▶ **WHAT THE TASK REQUIRES**:
Copy the following data word for word, keeping every line unchanged.

• • • • •

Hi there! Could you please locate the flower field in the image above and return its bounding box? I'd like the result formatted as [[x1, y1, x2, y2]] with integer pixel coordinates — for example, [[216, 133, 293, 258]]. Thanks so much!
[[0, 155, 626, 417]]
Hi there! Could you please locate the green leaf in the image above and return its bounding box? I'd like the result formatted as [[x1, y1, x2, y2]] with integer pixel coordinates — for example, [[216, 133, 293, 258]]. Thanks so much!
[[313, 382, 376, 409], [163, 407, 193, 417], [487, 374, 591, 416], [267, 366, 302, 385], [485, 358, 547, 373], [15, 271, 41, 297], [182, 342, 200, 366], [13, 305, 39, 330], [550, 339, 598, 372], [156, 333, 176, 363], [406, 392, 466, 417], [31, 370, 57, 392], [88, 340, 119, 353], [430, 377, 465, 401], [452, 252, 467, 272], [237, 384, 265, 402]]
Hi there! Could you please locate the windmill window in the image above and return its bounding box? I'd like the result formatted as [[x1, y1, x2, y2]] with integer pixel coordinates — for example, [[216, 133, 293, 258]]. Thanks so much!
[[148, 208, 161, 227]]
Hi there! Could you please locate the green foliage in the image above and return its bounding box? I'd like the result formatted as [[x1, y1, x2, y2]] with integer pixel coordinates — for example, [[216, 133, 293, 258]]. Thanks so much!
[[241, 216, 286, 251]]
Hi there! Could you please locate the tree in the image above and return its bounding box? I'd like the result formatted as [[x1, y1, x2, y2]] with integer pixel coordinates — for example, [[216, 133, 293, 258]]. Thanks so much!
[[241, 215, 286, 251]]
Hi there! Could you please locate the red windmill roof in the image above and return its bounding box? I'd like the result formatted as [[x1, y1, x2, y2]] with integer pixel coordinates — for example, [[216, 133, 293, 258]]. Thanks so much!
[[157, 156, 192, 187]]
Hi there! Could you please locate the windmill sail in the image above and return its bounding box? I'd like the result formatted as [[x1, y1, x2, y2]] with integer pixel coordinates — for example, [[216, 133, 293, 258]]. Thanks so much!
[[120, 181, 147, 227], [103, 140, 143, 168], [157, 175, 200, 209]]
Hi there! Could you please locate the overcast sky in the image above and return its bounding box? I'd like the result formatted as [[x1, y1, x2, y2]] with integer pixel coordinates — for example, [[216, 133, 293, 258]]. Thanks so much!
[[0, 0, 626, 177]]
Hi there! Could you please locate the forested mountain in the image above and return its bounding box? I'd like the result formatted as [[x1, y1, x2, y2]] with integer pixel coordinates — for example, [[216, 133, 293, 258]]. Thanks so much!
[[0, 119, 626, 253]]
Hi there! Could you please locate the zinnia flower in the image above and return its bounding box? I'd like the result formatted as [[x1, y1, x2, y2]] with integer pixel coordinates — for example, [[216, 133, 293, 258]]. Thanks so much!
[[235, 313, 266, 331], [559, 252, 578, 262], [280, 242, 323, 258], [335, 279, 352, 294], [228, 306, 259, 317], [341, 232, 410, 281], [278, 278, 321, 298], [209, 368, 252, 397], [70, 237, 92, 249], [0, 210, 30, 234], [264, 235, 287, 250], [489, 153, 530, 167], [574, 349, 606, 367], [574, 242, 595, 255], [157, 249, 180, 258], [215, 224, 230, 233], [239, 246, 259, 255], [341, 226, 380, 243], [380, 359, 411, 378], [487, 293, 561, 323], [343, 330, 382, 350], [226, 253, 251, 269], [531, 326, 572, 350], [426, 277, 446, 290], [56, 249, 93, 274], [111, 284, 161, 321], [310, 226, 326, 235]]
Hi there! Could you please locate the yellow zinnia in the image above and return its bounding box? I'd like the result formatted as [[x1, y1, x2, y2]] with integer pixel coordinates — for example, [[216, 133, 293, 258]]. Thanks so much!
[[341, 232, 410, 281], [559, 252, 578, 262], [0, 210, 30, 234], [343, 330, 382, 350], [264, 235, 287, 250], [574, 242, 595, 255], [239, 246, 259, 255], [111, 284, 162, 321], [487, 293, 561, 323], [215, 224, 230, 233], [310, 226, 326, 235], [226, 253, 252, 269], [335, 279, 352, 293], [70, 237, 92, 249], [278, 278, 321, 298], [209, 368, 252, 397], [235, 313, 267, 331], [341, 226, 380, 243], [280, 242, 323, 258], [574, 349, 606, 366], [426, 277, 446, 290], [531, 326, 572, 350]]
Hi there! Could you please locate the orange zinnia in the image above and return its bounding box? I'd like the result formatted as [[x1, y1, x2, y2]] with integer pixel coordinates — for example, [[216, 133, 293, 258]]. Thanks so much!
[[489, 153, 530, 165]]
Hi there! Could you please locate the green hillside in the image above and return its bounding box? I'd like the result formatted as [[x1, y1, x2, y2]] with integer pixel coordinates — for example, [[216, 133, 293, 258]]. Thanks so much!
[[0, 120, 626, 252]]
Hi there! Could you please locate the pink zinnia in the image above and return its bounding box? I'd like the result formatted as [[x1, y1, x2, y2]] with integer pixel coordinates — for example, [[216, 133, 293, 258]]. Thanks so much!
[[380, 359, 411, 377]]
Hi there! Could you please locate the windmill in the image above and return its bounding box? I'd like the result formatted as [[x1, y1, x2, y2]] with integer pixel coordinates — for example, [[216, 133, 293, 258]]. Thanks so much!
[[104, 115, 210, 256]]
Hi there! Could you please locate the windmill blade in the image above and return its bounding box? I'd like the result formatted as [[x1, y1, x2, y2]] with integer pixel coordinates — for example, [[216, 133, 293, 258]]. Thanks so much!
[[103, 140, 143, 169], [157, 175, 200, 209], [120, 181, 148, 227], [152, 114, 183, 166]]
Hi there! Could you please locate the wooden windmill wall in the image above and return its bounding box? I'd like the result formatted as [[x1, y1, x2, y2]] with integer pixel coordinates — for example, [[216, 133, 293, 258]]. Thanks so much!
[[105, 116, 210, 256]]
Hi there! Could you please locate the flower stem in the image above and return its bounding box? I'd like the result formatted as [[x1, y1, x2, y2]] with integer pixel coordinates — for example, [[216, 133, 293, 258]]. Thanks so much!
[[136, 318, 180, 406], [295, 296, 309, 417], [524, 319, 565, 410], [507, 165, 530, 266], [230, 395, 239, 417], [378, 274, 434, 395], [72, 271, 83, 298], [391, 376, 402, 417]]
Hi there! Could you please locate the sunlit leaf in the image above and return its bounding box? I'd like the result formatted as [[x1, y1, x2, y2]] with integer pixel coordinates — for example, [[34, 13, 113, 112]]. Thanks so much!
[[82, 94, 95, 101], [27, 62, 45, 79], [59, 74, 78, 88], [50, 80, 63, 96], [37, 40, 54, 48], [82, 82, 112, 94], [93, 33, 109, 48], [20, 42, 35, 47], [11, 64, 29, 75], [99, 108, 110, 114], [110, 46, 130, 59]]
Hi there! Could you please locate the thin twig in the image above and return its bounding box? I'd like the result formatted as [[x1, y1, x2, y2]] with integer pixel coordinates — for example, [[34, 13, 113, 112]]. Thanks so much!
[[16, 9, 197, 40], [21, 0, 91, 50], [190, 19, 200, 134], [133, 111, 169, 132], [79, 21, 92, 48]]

• • • • •

▶ **FINISHED EXERCISE**:
Hi there! Could you please locate the flower field in the image above and return its bounding box? I'd like the result formatted as [[x1, y1, x2, y2]] with integer pixel coordinates — for example, [[216, 133, 293, 258]]. Thanks so much!
[[0, 155, 626, 417]]
Hi there! Could you please locate the green leaf in the image above and return its bounding box? I'd like the result formatted as [[x1, y1, x2, y2]] with integer pixel coordinates — for example, [[216, 133, 293, 258]]. Thanks so much!
[[313, 382, 376, 409], [163, 407, 193, 417], [487, 374, 591, 416], [267, 366, 302, 385], [485, 358, 547, 373], [15, 271, 41, 297], [182, 342, 200, 366], [13, 305, 39, 330], [550, 339, 598, 372], [156, 333, 176, 363], [406, 392, 466, 417], [31, 370, 57, 392], [88, 340, 119, 353], [430, 377, 465, 401], [452, 252, 467, 272], [237, 384, 265, 402]]
Hi there! Could you please locate the windmill window in the image above and return its bounding box? I'd like the result formatted as [[x1, y1, x2, y2]] with integer pixel coordinates — for example, [[216, 133, 293, 258]]. Thanks so much!
[[148, 208, 161, 227]]
Hi there! Could you please locate the green foliage in the image above and return its bounding box? I'd like the result formatted as [[x1, y1, x2, y2]] with integer pixel coordinates — for example, [[216, 133, 293, 258]]. Thanks so much!
[[241, 216, 286, 251]]
Hi there! Could you please locate the tree in the image above and return its bounding box? I'd like the result formatted as [[x1, y1, x2, y2]] with integer pixel coordinates — for example, [[216, 133, 293, 258]]. Thanks so much!
[[241, 215, 286, 251]]
Hi there! Could you please locate the red windmill roof in the image above and return its bounding box? I'd like the result formatted as [[x1, y1, x2, y2]] with integer pixel coordinates — for example, [[216, 133, 293, 258]]. Thanks so much!
[[157, 156, 192, 187]]
Hi there! Could you please locate the windmill sail in the image above and return its bounding box? I'd like the result formatted as [[x1, y1, x2, y2]] with integer pixel coordinates — for example, [[216, 133, 293, 258]]. Thanks so much!
[[120, 181, 147, 227], [103, 140, 143, 168], [157, 175, 200, 209]]
Hi there! Could you please locate the overcast sky in the image above and return its bounding box? I'd like the result formatted as [[x1, y1, x2, y2]] with integer pixel coordinates — for example, [[216, 133, 293, 258]]. Thanks so much!
[[0, 0, 626, 177]]
Hi there! Could you please locate the forested mountain in the image above and return its bounding box? I'd like the result formatted as [[x1, y1, x2, y2]] with integer pixel coordinates — for example, [[216, 133, 293, 258]]. Thanks so much!
[[0, 119, 626, 253]]
Hi there! Could you please locate the zinnia flower in the image above and return its bounding box? I'd like the result formatted as [[x1, y1, x2, y2]] with integer pixel coordinates — for example, [[216, 133, 293, 258]]. Thanks so much!
[[235, 313, 266, 331], [559, 252, 578, 262], [280, 242, 323, 258], [335, 279, 352, 294], [228, 306, 259, 317], [341, 232, 410, 281], [278, 278, 321, 298], [209, 368, 252, 397], [70, 237, 92, 249], [0, 210, 30, 234], [264, 235, 287, 250], [489, 153, 530, 167], [574, 349, 606, 367], [574, 242, 595, 255], [157, 249, 180, 258], [215, 224, 230, 233], [239, 246, 259, 255], [341, 226, 380, 243], [380, 359, 411, 378], [487, 293, 561, 323], [343, 330, 382, 350], [226, 253, 251, 269], [531, 326, 572, 350], [426, 277, 446, 290], [56, 249, 93, 274], [111, 284, 161, 321], [310, 226, 326, 235]]
Hi there! Could you please locate the yellow zinnia in the image above and return its bounding box? I'd like the result formatted as [[x1, y1, x2, y2]] with integer pixel coordinates — for example, [[216, 133, 293, 258]]. Thanks so much!
[[341, 232, 410, 281], [559, 252, 578, 262], [0, 210, 30, 234], [343, 330, 382, 350], [264, 235, 287, 250], [574, 242, 595, 255], [239, 246, 259, 255], [111, 284, 162, 321], [487, 293, 561, 323], [215, 224, 230, 233], [310, 226, 326, 235], [226, 253, 252, 269], [335, 279, 352, 293], [70, 237, 92, 249], [278, 278, 321, 298], [209, 368, 252, 397], [235, 313, 267, 331], [341, 226, 380, 243], [280, 242, 323, 258], [574, 349, 606, 366], [426, 277, 446, 290], [531, 326, 572, 350]]
Hi there! Could you please locate the orange zinnia in the image above and return its bounding box? I'd like the result formatted as [[x1, y1, x2, y2]] with integer pixel coordinates — for example, [[216, 133, 293, 258]]. Thanks so much!
[[489, 153, 530, 165]]
Hi there! Could you please locate the green hillside in the image above and return its bounding box? I'd like the result formatted as [[x1, y1, x2, y2]] with integer pixel coordinates — for example, [[216, 133, 293, 258]]. Thanks so much!
[[0, 120, 626, 252]]
Hi there! Could you please locate the pink zinnia in the image above and return its bounding box? I'd like the result formatted as [[x1, y1, x2, y2]] with integer pixel coordinates — for example, [[216, 133, 293, 258]]. Thanks so much!
[[380, 359, 411, 377]]
Hi there! Could you please locate the windmill in the image above and return its bounding box? I'd like the result formatted as [[x1, y1, x2, y2]] with integer pixel coordinates — for example, [[216, 133, 293, 258]]. Thanks so much!
[[104, 115, 210, 256]]
Hi there! Could you please locate the windmill blade in the image above and return its bounding box? I'd like the result formatted as [[x1, y1, x2, y2]] with integer pixel coordinates — for example, [[216, 133, 293, 258]]. Thanks so much!
[[103, 140, 143, 169], [157, 175, 200, 209], [120, 181, 148, 227], [152, 114, 183, 166]]
Hi there! Could you please locate the wooden windmill wall in the image above and return its bounding box? I'd like the result formatted as [[x1, y1, x2, y2]] with integer pixel coordinates — for example, [[216, 133, 293, 258]]. Thanks so much!
[[105, 116, 210, 256]]
Hi there! Could you please locate the flower stem in the image above and return its bounding box? I'd like the result formatted as [[x1, y1, x2, y2]] with integer pixel coordinates — for example, [[216, 133, 293, 258]]. Thanks so much!
[[136, 318, 180, 406], [295, 296, 309, 417], [524, 319, 565, 410], [507, 165, 530, 266], [230, 395, 239, 417], [378, 274, 434, 395], [72, 271, 83, 298], [391, 376, 402, 417]]
Hi there! Could you please locate the sunlit leaf in the image above and return its bounding box? I'd like the result formatted as [[x1, y1, x2, y2]] with integer pixel coordinates — for example, [[34, 13, 113, 112]]. Thanks so much!
[[82, 94, 95, 101], [27, 62, 45, 79], [59, 74, 78, 88], [50, 80, 63, 96], [37, 40, 54, 48], [82, 82, 112, 94], [93, 33, 109, 48], [20, 42, 35, 47], [11, 64, 29, 75], [99, 108, 110, 114], [110, 46, 130, 59]]
Hi there! Could you please locate the thin twig in the image above and return its bounding box? I'd like the result formatted as [[x1, y1, x2, y2]] with integer pixel coordinates — for example, [[34, 13, 113, 112]]. Thanks so much!
[[16, 9, 197, 40], [21, 0, 91, 50], [190, 19, 200, 134], [133, 111, 169, 132], [79, 21, 92, 48]]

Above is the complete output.